**Problem to work on**
Across the listing below, count the lines containing "single". Give nothing but the number.

**Dataset entries**
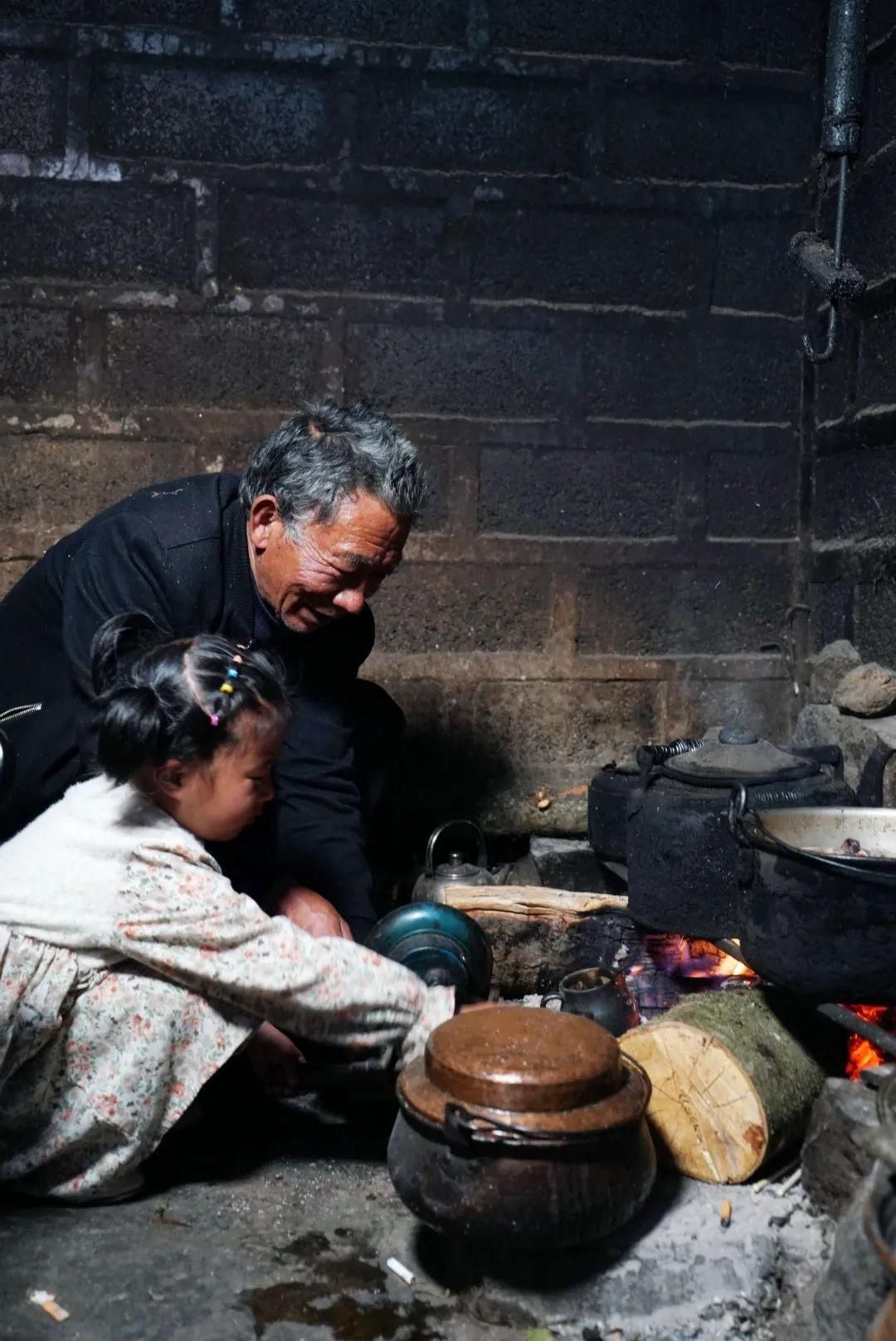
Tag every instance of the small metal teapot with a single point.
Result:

==

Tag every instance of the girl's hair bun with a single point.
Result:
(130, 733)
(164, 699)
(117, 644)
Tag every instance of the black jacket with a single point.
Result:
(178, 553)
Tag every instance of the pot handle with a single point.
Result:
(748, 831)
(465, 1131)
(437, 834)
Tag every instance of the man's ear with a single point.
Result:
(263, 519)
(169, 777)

**Exercise answer**
5